◆ **Exercise objective**
Copy out all the entries below, changing "detection" to "localization" wherever it occurs and keeping everything else the same. Leave the pictures out of your copy.

◆ **Task inputs**
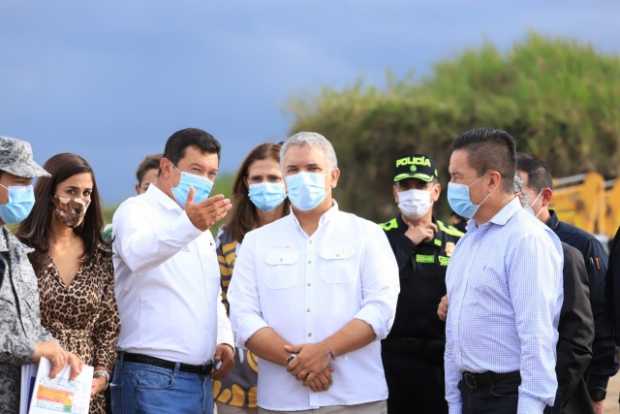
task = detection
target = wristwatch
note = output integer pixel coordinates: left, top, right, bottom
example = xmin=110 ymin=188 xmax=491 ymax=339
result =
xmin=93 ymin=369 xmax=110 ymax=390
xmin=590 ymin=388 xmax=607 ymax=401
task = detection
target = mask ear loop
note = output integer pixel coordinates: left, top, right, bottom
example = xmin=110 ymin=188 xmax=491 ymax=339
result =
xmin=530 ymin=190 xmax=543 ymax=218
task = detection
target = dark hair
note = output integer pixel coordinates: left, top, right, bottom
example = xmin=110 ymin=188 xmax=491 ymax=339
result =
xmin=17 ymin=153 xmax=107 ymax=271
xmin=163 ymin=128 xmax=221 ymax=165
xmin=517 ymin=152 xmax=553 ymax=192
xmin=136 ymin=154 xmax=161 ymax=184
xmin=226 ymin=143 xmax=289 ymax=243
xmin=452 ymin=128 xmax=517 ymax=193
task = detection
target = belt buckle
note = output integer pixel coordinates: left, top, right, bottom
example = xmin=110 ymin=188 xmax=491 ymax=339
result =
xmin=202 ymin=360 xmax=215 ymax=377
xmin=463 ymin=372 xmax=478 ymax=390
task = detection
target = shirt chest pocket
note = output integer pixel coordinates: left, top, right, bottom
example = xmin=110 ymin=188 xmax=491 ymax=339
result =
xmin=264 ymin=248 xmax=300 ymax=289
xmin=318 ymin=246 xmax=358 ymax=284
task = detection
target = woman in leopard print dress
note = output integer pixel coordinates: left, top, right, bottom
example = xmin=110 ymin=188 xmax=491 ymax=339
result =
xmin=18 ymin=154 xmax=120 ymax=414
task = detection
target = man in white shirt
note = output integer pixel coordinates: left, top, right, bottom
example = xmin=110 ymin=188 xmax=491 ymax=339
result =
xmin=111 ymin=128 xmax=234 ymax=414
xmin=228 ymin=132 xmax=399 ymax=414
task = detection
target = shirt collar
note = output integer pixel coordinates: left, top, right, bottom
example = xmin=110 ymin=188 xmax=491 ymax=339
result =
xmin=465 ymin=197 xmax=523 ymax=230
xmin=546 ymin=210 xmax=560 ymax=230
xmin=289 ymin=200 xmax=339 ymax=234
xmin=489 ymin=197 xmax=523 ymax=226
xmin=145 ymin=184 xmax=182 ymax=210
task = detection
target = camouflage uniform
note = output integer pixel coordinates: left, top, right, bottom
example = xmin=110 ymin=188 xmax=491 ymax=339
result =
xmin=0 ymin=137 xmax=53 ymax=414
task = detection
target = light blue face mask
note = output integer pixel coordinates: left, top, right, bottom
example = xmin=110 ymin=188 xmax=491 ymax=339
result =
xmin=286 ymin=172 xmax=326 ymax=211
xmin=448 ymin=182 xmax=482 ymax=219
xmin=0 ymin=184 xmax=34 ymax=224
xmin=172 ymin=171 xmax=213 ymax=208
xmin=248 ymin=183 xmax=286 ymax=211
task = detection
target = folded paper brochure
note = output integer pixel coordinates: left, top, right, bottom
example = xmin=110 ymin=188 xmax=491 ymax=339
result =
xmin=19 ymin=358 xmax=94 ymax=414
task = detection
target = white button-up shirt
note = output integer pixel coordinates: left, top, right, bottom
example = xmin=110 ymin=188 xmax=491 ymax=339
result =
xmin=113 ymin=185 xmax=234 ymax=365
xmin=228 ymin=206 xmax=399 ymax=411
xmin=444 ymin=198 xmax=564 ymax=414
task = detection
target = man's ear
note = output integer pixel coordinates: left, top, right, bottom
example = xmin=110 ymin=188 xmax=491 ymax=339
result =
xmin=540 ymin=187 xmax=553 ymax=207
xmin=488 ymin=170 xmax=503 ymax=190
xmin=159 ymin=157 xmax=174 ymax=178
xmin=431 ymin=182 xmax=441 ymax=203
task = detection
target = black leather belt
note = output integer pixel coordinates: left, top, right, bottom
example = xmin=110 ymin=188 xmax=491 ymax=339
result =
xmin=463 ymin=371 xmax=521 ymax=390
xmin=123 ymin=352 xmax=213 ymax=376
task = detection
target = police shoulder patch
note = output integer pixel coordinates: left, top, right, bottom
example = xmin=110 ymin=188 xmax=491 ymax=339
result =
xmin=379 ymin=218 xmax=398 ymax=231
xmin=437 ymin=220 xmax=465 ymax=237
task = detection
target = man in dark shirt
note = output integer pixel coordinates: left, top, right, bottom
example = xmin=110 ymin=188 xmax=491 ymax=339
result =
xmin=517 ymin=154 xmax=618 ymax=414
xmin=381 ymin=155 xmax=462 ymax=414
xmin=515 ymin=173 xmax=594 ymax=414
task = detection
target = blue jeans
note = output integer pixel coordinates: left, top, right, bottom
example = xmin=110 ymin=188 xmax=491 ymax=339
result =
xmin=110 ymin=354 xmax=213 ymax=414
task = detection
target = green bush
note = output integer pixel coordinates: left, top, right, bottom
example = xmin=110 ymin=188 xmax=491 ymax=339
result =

◆ **Response to this task**
task = localization
target = wristwatch
note = output integer pixel coordinates: left, top, right, bottom
example = xmin=110 ymin=188 xmax=491 ymax=339
result =
xmin=93 ymin=369 xmax=110 ymax=390
xmin=590 ymin=388 xmax=607 ymax=401
task = localization
target = mask ear loop
note = output integer pixel coordinates: left, top, right, bottom
example = xmin=110 ymin=188 xmax=491 ymax=339
result =
xmin=530 ymin=190 xmax=543 ymax=218
task = localization
target = dark hair
note = output integer pixel coordinates: left, top, right, bottom
example = xmin=110 ymin=188 xmax=491 ymax=339
result =
xmin=17 ymin=153 xmax=107 ymax=271
xmin=163 ymin=128 xmax=221 ymax=165
xmin=517 ymin=152 xmax=553 ymax=192
xmin=136 ymin=154 xmax=161 ymax=184
xmin=226 ymin=143 xmax=289 ymax=243
xmin=452 ymin=128 xmax=517 ymax=193
task = localization
target = belt buckle
note = output integer pixel coordinates: left, top, right, bottom
example = xmin=110 ymin=188 xmax=491 ymax=339
result =
xmin=202 ymin=360 xmax=215 ymax=377
xmin=463 ymin=372 xmax=478 ymax=390
task = localization
target = shirt chest pocket
note = output integer pixel coordinates: left, top, right, bottom
example = xmin=110 ymin=188 xmax=491 ymax=339
result =
xmin=264 ymin=248 xmax=300 ymax=289
xmin=318 ymin=246 xmax=358 ymax=284
task = localization
target = woman in leopard print dress
note = output integer pixel coordinates: left, top, right, bottom
example = xmin=110 ymin=188 xmax=491 ymax=339
result =
xmin=18 ymin=154 xmax=120 ymax=414
task = localization
target = man in white shirt
note = output integer pixel coordinates: left, top, right, bottom
example = xmin=110 ymin=188 xmax=491 ymax=339
result =
xmin=111 ymin=128 xmax=234 ymax=414
xmin=228 ymin=132 xmax=399 ymax=414
task = localization
target = shirt collar
note = output integer pixel coordinates: left, top, right, bottom
example = xmin=110 ymin=188 xmax=491 ymax=339
result =
xmin=465 ymin=197 xmax=523 ymax=230
xmin=546 ymin=210 xmax=560 ymax=230
xmin=289 ymin=200 xmax=339 ymax=234
xmin=489 ymin=197 xmax=523 ymax=226
xmin=145 ymin=184 xmax=182 ymax=210
task = localization
target = camouflage uniform
note = output integer pixel coordinates: left, top, right, bottom
example = xmin=110 ymin=188 xmax=491 ymax=339
result =
xmin=0 ymin=137 xmax=53 ymax=414
task = localization
target = light blue face mask
note = output integer pixel coordinates: left, top, right, bottom
example = xmin=110 ymin=188 xmax=491 ymax=339
result =
xmin=286 ymin=172 xmax=326 ymax=211
xmin=448 ymin=182 xmax=482 ymax=219
xmin=0 ymin=184 xmax=34 ymax=224
xmin=172 ymin=171 xmax=213 ymax=208
xmin=248 ymin=183 xmax=286 ymax=211
task = localization
target = folded paper brochure
note = output integer pixel coordinates: left, top, right, bottom
example = xmin=110 ymin=188 xmax=491 ymax=339
result =
xmin=19 ymin=358 xmax=94 ymax=414
task = localization
target = white button-up shirt
note = output integer pixel coordinates: left, top, right, bottom
example = xmin=110 ymin=188 xmax=491 ymax=339
result =
xmin=113 ymin=185 xmax=234 ymax=365
xmin=228 ymin=206 xmax=399 ymax=411
xmin=444 ymin=198 xmax=564 ymax=414
task = localization
target = man's ear
note = output integer pixel coordinates: left, top, right, bottom
example = xmin=110 ymin=188 xmax=491 ymax=339
result =
xmin=540 ymin=187 xmax=553 ymax=207
xmin=488 ymin=170 xmax=503 ymax=190
xmin=159 ymin=157 xmax=174 ymax=178
xmin=431 ymin=182 xmax=441 ymax=203
task = localization
target = black leather belt
note = output integer pixel coordinates: left, top, right, bottom
example = xmin=110 ymin=188 xmax=491 ymax=339
result =
xmin=463 ymin=371 xmax=521 ymax=390
xmin=123 ymin=352 xmax=213 ymax=376
task = localization
target = police shoulder patch
note = output integer pixel coordinates: left, top, right, bottom
example = xmin=110 ymin=188 xmax=491 ymax=339
result =
xmin=379 ymin=218 xmax=398 ymax=231
xmin=437 ymin=220 xmax=465 ymax=237
task = localization
target = man in dark shirt
note = output integer pixel coordinates: left, top, right, bottom
example = xmin=110 ymin=188 xmax=491 ymax=339
result =
xmin=517 ymin=154 xmax=618 ymax=414
xmin=381 ymin=155 xmax=462 ymax=414
xmin=515 ymin=173 xmax=594 ymax=414
task = localization
target = blue jeans
note = output integer pixel coordinates: left, top, right, bottom
example = xmin=110 ymin=188 xmax=491 ymax=339
result =
xmin=110 ymin=354 xmax=213 ymax=414
task = localization
target = green bush
note = output integer pixel coordinates: left, top, right, bottom
example = xmin=110 ymin=188 xmax=491 ymax=339
result =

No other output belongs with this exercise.